Selected text:
**********

The size of the above sums is due to the fact that we bought another cow. One cow will not give you milk consistently all the year…year after year…so you need two. We sold her again though, being in need at the time both of grass and cash. And once, when we didn't have any pigs, we bought a beef calf, reared him, and sold him at a negligible profit. A poor deal by any standard...and another lesson not to try to swim in the commercial sea.

Tuesday 19th December 2006

by williamshepherd @ 2006-12-22 - 11:10:57

In the view of some cultural ecologists the Hindu institution of the Sacred Cow is both ecologically and economically functional. Cows provide milk and manure…for bricks and fertiliser…and give birth to bullocks. But the thing to do when you want to get a cow is just go and get a cow. Do not start taking the measure of your ignorance. The cow will dispel your ignorance better than three years at an agricultural college. The cow is a better teacher than any book. Just get the cow. Thus spake John Seymour. Localization with Self-Sufficiency is more threatening to the Anarchy of Corporate Power…with its mindless pursuit of bigger and bigger profits…than any Anti-Capitalist Protests.

In fact the best Public Policy for the Coming Bad Times will be for the Lord Lieutenants to issue Five Acres and a Cow to every young man in the county. If the Queen can send telegrams when we reach our 100th birthday then her son can make sure that Cows and Land Deeds are handed out to every able-bodied male in his kingdom on their 18th birthday. ‘All power to the parish!’ is the fastest way to ensure that all wealth stays in the county!'

It is difficult buying a cow if you know nothing about it and don't want to be robbed. The Seymours kept blundering about trying to buy a cow but eventually they bought Brownie. Let John take up the tale. We went and looked at a herd of pedigree Jerseys and were offered one…a cull…at just the hundred and twenty guineas. You can buy an awful lot of milk for a hundred and twenty guineas. And you can pay an awful lot out in vet’s bills on a pedigree Jersey or a pedigree any other breed. We did have enough sense - or instinct - to steer us away from over-bred stock.

Eventually we saw an ad in our local rag for a Jersey House-Cow. We went and saw her. She belonged to a small-holder, an oldish man, hard and tough and honest like so many small-holders, who had reared up a heifer calf from this cow and had decided to get rid of the old girl while the going was good. Brownie was darkish brown…too dark for a Jersey…skinny and bony and swag-bellied, a bit shy in the forequarters, not too heavily bagged, a sweet silly frightened old thing, and we bought her for thirty-five quid. She was delivered in a cattle float. And there we were.

It is something suddenly to be landed with a cow. Brownie had just calved, but the vendor was keeping the calf. So there she was with a bagful of milk. We had cleaned and whitewashed out the cowshed…the middle of the two compartments of the weather-boarding shed. We led her in there and I tried to milk her. I had milked cows as a child, but not since. It came back…slowly. But milking a cow…particularly one like Brownie who is hard to milk…Jerseys are apt to be a bit slow on the titty…is a difficult job. I have taught several people to milk since and I have found that there is only one real teacher for difficult things…necessity. I milked Brownie because I had to milk her.

**********

Excerpted records:
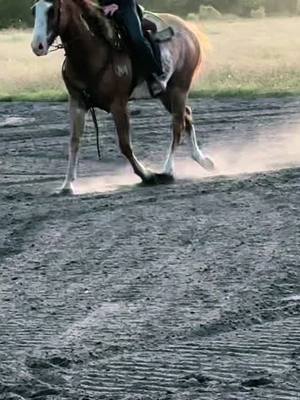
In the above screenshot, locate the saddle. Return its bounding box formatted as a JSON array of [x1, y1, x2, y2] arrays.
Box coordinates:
[[82, 6, 175, 71], [114, 17, 175, 77]]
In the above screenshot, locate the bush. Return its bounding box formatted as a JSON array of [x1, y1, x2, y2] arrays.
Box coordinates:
[[250, 7, 266, 19], [199, 6, 222, 19], [0, 0, 32, 29]]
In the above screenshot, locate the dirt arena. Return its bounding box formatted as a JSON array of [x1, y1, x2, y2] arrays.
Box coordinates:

**********

What is required:
In the text about keeping a cow, how much did the Seymours pay for Brownie?

Result below:
Thirty-five quid.